A response to ‘Resisting resilience’
As the editor of the new journal Resilience: International Policies, Practices and Discourses, published by Taylor & Francis, I am pleased to have a chance to respond to the ‘pre-emptive strike’ launched against the journal as a neoliberal ‘corporate-cum-academic dream’ in Mark Neocleous’s piece ‘Resisting Resilience’ (RP 178).
First, it seems to be self-defeating to argue that the primacy of resilience in policy understandings means that we shouldn’t devote more academic attention to its study. Neocleous argues, quite correctly, that the concept of resilience has risen to a central position in the way both the reality of problems and the policymaking responses to them are presented across diverse fields from social welfare through to global warming and international security and development. If resilience is able to articulate understandings in various policy areas through a shared discourse, or a cohered ideological representation, this sounds very much like it should be a vital area for research.

○ ○ ○ ○ ○

* **Exercise directions**:
Quote the passage on resilience word for word, everything from "A response to" down to "Resilience’ (RP 178).". The entries have no connection to the passage on resilience.

* **Listed entries**:
○ ○ ○ ○ ○

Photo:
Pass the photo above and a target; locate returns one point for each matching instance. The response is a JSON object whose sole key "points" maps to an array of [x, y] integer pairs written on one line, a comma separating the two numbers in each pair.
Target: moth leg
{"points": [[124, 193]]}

○ ○ ○ ○ ○

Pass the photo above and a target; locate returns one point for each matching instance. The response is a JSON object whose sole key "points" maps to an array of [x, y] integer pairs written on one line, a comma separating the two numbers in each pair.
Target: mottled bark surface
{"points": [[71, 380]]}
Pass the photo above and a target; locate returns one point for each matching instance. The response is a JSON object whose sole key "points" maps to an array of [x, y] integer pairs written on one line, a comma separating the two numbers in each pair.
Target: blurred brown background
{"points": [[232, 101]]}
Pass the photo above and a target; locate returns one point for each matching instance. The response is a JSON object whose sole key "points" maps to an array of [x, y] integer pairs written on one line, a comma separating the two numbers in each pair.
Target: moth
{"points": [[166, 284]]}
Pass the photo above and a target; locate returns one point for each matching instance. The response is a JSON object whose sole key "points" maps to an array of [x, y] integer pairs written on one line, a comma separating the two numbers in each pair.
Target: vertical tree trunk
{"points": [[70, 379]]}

○ ○ ○ ○ ○

* **Task solution**:
A response to ‘Resisting resilience’
As the editor of the new journal Resilience: International Policies, Practices and Discourses, published by Taylor & Francis, I am pleased to have a chance to respond to the ‘pre-emptive strike’ launched against the journal as a neoliberal ‘corporate-cum-academic dream’ in Mark Neocleous’s piece ‘Resisting Resilience’ (RP 178).